DOCUMENT PASSAGE Start Marker

The number of people needing humanitarian aid in Congo has increased dramatically in the past year to 13 million and "hunger and malnutrition have reached the highest level on record,'' the head of the U.N. children's agency said Monday.
UNICEF's Executive Director Henrietta Fore told a news conference that 7.5 million of those needing aid are children, including 4 million suffering from acute malnutrition and over 1.4 million from severe acute malnutrition "which means that they are in imminent risk of death.''
U.N. humanitarian chief Mark Lowcock, who just returned from a visit to Congo with Fore, said the U.N. is appealing for $1.65 billion in humanitarian aid for the country this year - more than double the $700 million plus that it raised last year to help 8.5 million people.
He said the worsening humanitarian situation is the result of economic stresses including volatility in commodity prices and the turbulent political situation surrounding December's elections, compounded by violence, increased displacement and the world's second-largest Ebola outbreak.
Fore added that farmers fleeing with their families and drought in some areas also contributed.
She said the difficulty is that last year's U.N. appeal was only half funded, and if that same amount is contributed this year it will only be a quarter of this year's appeal, "and the needs are immense.''
Fore cited more grim statistics: 2 million people were newly displaced last year; 7.3 million children are out of school; 300,000 children die each year before their fifth birthday; 3 in 10 women are reported to be victims of sexual violence; and in January alone there were 7,000 cases of measles and 3,500 cases of cholera.
Congo's Health Ministry said Monday that the Ebola epidemic has now exceeded 1,000 cases, with a death toll of 629.
Fore said about 30 percent of the cases are children, and UNICEF has identified about 1,000 children who have been orphaned or left unaccompanied while their parents are isolated in Ebola treatment wards.
UNICEF and its partners are providing psycho-social support, food and material assistance to the children, she said.
In the major city of Bunia close to the epidemic's center, Fore said U.N. and Red Cross officials visited a kindergarten where Ebola survivors who cannot get the virus were caring for orphaned and unaccompanied children.
The U.N. officials also visited Goma, Beni and Butembo and the capital Kinshasa where Lowcock said they had “extremely constructive talks'' with Congo's new president, Felix Tshisekedi.
"We were encouraged by the new president'' who said he would like to work closely with the U.N. on humanitarian issues and problems related to the millions of displaced people, the undersecretary-general for humanitarian affairs said.
"Congo is a country where progress is possible,'' Lowcock said, pointing to lower infant mortality, more children in school and Kinshasa becoming a modern African capital.

DOCUMENT PASSAGE End Marker
EXTRACTED RECORDS Start Marker

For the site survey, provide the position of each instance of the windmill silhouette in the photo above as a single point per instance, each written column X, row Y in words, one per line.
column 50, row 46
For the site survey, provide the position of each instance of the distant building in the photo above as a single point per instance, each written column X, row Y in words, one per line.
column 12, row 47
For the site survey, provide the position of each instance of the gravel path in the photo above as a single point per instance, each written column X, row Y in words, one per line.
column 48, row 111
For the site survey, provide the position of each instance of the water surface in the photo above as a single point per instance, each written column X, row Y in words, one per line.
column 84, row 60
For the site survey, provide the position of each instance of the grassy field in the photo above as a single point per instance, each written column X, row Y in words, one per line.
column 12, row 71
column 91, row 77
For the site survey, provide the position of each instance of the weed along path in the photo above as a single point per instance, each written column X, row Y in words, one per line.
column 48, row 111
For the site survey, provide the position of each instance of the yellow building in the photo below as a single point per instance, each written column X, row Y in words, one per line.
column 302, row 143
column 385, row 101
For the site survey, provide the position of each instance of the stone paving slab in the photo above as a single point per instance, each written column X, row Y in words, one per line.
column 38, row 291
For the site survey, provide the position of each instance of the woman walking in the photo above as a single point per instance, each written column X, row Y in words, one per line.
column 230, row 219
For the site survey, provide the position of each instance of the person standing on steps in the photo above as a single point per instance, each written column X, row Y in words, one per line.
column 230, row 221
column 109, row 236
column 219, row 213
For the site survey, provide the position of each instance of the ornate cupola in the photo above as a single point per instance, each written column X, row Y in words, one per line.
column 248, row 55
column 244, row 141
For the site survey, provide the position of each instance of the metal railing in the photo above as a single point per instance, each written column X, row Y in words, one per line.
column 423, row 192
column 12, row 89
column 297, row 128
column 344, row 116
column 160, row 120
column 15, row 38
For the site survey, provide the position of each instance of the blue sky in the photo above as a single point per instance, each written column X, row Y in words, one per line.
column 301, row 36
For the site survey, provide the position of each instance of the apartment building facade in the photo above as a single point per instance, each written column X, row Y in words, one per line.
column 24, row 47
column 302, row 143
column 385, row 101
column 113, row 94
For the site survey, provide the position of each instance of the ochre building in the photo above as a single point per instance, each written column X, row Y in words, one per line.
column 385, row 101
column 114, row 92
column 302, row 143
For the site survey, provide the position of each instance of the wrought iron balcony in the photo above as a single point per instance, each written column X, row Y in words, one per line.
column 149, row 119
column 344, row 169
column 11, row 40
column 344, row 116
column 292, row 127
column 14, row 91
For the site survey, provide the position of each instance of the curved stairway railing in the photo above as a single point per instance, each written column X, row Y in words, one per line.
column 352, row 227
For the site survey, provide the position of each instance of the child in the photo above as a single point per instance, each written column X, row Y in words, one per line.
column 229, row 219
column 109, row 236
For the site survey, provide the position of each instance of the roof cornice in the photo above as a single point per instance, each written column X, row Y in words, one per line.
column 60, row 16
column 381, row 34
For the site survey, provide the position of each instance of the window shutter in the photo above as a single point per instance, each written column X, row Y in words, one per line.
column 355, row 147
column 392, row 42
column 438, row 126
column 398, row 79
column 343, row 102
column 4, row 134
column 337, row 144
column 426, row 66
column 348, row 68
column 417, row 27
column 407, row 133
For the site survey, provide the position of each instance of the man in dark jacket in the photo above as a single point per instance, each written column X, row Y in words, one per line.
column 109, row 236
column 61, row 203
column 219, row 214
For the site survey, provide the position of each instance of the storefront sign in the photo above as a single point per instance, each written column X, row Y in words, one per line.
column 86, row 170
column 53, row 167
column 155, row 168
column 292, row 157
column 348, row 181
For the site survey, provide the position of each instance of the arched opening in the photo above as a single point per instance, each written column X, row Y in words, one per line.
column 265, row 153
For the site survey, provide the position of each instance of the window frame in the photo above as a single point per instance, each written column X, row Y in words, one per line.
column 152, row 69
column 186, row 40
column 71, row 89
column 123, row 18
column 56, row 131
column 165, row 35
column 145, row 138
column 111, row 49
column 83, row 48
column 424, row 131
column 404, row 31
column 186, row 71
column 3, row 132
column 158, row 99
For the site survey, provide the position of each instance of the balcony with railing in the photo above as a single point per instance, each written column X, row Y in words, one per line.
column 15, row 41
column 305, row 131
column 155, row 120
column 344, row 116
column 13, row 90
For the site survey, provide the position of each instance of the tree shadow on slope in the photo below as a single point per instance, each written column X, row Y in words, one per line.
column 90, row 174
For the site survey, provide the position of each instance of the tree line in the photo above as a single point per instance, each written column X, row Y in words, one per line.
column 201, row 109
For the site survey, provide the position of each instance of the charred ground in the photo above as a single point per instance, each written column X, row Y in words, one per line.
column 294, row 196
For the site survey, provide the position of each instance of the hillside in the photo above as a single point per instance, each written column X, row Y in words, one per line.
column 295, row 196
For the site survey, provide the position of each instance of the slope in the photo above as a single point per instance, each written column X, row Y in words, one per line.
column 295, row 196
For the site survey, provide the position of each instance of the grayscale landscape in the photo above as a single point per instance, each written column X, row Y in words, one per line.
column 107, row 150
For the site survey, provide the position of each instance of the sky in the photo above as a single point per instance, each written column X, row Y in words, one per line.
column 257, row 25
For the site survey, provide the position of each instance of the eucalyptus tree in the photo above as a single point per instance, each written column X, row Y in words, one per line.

EXTRACTED RECORDS End Marker

EXERCISE GOAL: Please transcribe the part of the Congo humanitarian aid report starting at "UNICEF and its" and ending at "and unaccompanied children.".

RESPONSE:
UNICEF and its partners are providing psycho-social support, food and material assistance to the children, she said.
In the major city of Bunia close to the epidemic's center, Fore said U.N. and Red Cross officials visited a kindergarten where Ebola survivors who cannot get the virus were caring for orphaned and unaccompanied children.